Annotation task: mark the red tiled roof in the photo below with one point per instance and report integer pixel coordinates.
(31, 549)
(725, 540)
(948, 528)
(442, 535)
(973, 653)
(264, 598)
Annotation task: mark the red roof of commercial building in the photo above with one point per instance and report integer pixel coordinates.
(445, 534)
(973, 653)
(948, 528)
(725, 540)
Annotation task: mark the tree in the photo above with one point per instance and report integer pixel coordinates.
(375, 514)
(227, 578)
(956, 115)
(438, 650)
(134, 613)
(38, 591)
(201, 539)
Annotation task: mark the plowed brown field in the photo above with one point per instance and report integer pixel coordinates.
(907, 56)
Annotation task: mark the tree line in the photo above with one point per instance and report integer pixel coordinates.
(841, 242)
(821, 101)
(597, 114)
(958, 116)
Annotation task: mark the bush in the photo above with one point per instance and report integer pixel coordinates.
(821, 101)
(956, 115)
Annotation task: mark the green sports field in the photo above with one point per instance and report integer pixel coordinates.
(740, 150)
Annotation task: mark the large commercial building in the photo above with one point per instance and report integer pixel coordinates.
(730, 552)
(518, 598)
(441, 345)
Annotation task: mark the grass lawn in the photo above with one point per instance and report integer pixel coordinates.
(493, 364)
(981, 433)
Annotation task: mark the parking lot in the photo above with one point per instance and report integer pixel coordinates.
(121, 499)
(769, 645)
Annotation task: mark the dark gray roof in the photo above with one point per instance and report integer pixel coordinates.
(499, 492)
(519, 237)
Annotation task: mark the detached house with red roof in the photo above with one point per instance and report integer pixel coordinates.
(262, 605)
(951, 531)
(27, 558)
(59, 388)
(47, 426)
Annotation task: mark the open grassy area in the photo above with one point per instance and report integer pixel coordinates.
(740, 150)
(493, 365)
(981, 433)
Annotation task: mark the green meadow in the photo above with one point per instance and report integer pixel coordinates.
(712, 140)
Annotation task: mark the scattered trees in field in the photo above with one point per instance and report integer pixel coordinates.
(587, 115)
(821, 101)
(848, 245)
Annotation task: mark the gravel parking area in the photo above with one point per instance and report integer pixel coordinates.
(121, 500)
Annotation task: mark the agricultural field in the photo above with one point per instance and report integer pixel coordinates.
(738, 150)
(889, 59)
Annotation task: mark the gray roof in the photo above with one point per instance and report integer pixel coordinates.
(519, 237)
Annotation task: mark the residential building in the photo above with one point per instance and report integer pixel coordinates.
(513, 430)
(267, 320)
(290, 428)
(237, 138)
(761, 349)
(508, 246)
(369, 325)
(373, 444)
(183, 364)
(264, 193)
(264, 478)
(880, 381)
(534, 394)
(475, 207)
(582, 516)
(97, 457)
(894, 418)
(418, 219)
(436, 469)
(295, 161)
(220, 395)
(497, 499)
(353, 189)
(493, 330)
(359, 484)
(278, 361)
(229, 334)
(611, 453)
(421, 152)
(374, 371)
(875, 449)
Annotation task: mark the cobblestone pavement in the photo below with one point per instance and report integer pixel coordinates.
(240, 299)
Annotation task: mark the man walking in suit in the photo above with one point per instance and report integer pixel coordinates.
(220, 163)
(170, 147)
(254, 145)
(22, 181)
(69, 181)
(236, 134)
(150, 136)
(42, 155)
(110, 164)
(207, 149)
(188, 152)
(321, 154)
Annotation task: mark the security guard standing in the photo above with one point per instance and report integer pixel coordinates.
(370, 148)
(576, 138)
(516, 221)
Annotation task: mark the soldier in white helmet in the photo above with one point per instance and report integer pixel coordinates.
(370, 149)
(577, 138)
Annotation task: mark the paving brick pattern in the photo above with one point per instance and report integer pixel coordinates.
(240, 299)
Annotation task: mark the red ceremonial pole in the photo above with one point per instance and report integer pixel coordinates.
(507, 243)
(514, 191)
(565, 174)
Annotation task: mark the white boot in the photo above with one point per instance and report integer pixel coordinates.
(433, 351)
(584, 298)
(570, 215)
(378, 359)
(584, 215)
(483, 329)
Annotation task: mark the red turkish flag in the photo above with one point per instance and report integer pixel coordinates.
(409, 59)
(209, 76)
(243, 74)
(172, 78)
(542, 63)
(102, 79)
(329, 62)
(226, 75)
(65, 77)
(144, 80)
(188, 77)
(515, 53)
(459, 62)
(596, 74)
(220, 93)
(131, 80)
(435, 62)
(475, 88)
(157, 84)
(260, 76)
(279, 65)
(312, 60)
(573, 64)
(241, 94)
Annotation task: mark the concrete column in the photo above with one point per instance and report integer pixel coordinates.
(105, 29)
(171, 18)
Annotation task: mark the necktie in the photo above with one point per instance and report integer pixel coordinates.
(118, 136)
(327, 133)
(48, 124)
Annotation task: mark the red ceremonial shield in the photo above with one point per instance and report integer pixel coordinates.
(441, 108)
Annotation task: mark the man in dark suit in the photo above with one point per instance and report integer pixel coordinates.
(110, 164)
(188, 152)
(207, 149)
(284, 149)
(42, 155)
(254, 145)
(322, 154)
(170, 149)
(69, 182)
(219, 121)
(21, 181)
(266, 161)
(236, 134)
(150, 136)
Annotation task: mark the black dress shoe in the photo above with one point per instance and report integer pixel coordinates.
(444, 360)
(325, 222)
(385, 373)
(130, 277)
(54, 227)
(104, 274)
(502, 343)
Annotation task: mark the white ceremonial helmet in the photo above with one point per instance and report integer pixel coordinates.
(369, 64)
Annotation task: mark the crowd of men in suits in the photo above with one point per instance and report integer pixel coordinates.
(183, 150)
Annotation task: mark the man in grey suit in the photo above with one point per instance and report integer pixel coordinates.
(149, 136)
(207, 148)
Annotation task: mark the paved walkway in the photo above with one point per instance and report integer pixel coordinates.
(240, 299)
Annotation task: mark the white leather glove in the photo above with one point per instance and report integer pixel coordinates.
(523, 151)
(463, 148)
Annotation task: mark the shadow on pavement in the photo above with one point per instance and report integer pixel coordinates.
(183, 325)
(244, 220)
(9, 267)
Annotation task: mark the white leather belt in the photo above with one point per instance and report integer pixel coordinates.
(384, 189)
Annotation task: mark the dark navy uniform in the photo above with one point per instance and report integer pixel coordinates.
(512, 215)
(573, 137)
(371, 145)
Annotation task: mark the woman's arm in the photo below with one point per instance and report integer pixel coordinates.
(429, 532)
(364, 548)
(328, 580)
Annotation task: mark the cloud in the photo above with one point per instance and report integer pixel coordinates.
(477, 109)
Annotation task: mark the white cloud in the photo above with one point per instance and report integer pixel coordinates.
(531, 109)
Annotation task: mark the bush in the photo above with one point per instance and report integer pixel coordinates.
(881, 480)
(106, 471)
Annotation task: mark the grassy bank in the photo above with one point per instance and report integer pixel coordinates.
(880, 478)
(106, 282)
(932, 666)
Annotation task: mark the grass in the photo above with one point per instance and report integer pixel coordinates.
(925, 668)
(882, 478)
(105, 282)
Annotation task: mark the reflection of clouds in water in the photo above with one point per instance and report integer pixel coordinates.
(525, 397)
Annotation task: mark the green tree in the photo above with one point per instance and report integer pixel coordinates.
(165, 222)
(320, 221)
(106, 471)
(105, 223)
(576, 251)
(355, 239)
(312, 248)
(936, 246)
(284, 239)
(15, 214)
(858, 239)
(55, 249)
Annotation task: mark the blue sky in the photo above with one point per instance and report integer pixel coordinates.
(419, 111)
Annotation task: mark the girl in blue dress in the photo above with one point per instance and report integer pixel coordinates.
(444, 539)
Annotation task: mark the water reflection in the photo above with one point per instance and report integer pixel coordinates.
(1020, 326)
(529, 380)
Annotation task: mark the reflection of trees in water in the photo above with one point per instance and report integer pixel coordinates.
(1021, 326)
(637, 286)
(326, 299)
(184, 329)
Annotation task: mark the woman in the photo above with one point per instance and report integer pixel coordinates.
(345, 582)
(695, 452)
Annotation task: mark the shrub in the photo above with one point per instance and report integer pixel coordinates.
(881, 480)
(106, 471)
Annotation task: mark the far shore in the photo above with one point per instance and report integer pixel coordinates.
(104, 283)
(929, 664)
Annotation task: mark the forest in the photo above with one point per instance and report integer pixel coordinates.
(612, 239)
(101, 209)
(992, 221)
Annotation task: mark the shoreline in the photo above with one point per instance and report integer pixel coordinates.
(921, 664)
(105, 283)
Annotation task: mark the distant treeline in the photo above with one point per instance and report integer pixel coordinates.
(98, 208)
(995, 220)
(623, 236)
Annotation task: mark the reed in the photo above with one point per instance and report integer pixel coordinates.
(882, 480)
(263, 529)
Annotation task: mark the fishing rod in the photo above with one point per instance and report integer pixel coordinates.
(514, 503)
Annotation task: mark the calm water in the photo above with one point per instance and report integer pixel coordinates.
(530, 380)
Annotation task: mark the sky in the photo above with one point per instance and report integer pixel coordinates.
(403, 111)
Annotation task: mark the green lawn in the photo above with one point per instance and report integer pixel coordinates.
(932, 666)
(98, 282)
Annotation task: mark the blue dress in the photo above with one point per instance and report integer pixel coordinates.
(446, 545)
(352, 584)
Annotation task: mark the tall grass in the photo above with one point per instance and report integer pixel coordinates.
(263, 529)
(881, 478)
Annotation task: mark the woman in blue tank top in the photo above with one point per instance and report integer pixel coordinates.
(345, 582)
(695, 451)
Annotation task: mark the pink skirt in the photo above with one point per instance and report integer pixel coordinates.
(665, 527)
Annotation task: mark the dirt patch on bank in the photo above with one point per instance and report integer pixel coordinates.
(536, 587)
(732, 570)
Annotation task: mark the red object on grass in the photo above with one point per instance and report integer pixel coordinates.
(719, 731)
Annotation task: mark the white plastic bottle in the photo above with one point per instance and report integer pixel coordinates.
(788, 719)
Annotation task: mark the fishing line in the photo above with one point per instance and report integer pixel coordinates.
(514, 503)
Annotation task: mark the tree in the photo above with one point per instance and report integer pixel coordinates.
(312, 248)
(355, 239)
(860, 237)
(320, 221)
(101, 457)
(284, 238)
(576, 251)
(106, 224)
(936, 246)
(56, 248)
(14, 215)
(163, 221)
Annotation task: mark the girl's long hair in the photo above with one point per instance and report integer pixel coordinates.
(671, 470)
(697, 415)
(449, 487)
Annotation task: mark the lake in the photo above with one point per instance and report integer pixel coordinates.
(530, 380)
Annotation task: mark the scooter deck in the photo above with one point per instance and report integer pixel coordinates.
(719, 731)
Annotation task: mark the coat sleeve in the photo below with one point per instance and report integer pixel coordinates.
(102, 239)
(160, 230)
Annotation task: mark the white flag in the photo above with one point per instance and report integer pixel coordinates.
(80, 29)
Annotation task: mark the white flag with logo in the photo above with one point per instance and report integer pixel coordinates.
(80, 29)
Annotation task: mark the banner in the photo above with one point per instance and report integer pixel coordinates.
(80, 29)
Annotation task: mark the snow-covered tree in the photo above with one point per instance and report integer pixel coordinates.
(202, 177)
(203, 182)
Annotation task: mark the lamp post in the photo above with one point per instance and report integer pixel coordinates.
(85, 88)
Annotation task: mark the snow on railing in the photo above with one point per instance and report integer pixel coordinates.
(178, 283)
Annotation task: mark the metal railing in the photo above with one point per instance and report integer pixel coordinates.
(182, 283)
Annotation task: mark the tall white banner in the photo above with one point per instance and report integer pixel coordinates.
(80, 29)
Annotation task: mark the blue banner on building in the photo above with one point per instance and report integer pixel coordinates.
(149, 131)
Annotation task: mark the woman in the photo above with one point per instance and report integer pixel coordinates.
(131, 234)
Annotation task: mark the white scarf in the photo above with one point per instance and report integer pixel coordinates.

WHAT THE TASK ASKS: Copy out every line from the one containing "Annotation task: mark the metal" to the end of the material, both ends included.

RESPONSE:
Annotation task: mark the metal railing in the photo above with one point per instance and report integer pixel coordinates.
(182, 283)
Annotation task: mark the tall white banner in the photo above with one point per instance and report integer pixel coordinates.
(80, 29)
Annotation task: mark the blue banner on building in the photo above with one point per instance and report integer pixel coordinates.
(149, 131)
Annotation task: mark the woman in the photo above with one point per instance and report integer pixel coordinates.
(131, 234)
Annotation task: mark the white scarf in the photo above with one point per instance and report integer pixel coordinates.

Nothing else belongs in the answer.